TASK TO CARRY OUT:
Write out the material below word for word, line by line. Leave out the picture.

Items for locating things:
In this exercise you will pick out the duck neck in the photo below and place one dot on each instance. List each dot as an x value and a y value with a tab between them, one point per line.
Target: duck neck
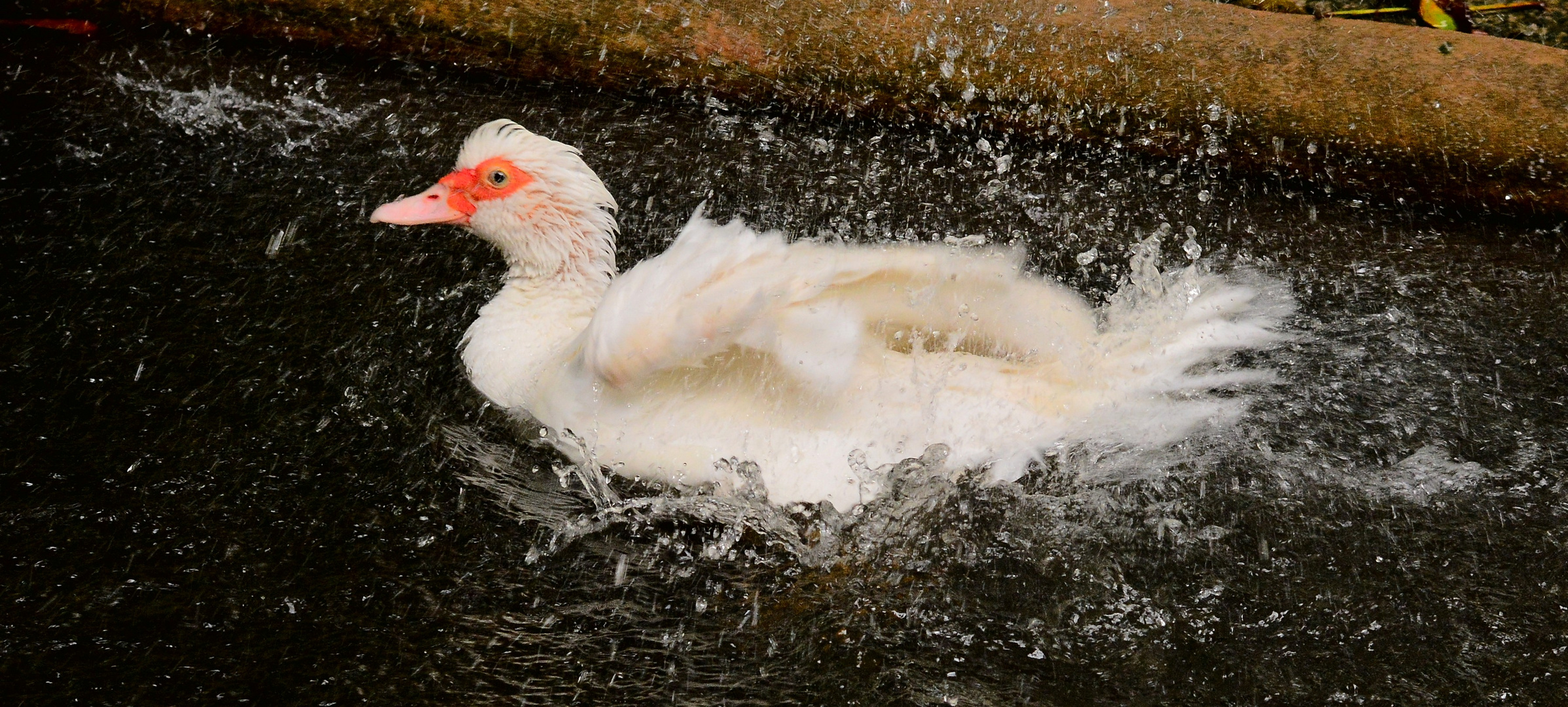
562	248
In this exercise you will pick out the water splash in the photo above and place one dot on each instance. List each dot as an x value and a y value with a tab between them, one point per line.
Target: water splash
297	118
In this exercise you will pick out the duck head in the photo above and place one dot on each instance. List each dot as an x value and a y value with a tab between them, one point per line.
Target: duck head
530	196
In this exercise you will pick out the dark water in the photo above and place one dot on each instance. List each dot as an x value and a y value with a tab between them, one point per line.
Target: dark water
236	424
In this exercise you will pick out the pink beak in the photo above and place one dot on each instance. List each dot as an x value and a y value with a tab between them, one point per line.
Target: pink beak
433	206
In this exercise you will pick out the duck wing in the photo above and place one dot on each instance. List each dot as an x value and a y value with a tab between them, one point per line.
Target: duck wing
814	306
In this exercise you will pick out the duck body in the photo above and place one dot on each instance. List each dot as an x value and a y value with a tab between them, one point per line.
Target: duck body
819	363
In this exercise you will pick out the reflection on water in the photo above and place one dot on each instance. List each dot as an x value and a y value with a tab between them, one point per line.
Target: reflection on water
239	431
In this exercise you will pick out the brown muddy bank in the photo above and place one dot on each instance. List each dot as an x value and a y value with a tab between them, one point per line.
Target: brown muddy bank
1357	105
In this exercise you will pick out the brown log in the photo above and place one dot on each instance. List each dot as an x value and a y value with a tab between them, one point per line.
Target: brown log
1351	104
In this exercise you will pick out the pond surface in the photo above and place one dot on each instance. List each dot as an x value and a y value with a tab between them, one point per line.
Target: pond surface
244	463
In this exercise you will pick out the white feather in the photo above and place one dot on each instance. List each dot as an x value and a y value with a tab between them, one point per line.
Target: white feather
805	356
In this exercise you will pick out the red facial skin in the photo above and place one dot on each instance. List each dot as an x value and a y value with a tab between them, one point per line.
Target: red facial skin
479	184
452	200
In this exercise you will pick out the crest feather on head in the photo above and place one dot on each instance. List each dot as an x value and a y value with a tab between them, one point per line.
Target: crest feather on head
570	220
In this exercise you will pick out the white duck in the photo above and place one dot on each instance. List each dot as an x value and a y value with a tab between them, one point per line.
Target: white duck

REPLY TO THE EXERCISE:
In this exercise you will pick out the duck neck in the photo below and place one dot on each instance. List each dot as an x value and a y value with a tab between them, one point per line.
Target: duck neck
562	248
In this exercise you will pick out the water splash in the photo above and place one dot on each instance. List each dot as an x value and a y value with a tab between them, one point per line.
Target: water splash
297	118
In this exercise you will pick out the duck head in the photo above and place one dot on each instance. List each dot as an x value and a y value with a tab between them, one point per line.
Target: duck head
530	196
In this exercise you will pick out the dark water in the photo above and place one dot on each instance. List each dot as an x value and a y value with a tab between them, one point per line.
Target: dark water
236	424
In this exercise you will pick out the pink beak in the photo above and place one dot on each instance. List each dot as an x value and a y value with a tab between them, one point per line.
Target: pink beak
433	206
In this exercise you will pick out the duck wing in the photo above and place one dot on each instance. List each dot as an x value and a y value with a tab between them, one point per line.
Target: duck wing
814	306
In this exercise you will pick out the duck body in the photo above and place one dot on each instance. List each dot as an x value and a y value with a tab between them, one point per line.
Target: duck body
819	363
In this exercise you will pick out the reflection on water in the photo above and place one dot on each instance. List each dot as an x value and a y value with a tab between them, one point per line.
Target: reflection on water
239	431
In this exercise you will pick out the brown muddy bank in the photo above and place one dot on each instance. List each dot as an x value and a y value with a tab between them, one point per line.
Target: brown muddy bank
1357	105
In this exercise you will pick out the brown log in the photo above and place one dot on each instance. List each dot as an x value and a y value with a tab between them, one point per line.
Target: brown log
1351	104
In this exercise you will pick out the pond surface in the photo above and place one dot on each instance. List each dot as an x value and a y value with a tab between them, one point per line.
Target: pond surface
244	463
In this exercise you will pick out the white feather in the photo above and place one dot on each instance. List each dot as an x value and a y value with a tab between them, one point per line.
Target: white feather
805	356
In this exercise you will pick out the red facial skin in the photo above and place one dot on each instance. List each dot as an x value and a y value with a tab between them, one point per line.
Target: red facial skin
479	184
452	200
In this exercise you will pick out the crest feather on head in the photo above and place one dot on each instance. List each dot as an x value and a y value with a tab between them, one point per line.
Target: crest feather on head
570	220
In this exercise you will pick out the white duck in the photo above and place one dot on each instance. List each dot as an x value and a y value with a tab between them, one point per line.
Target: white duck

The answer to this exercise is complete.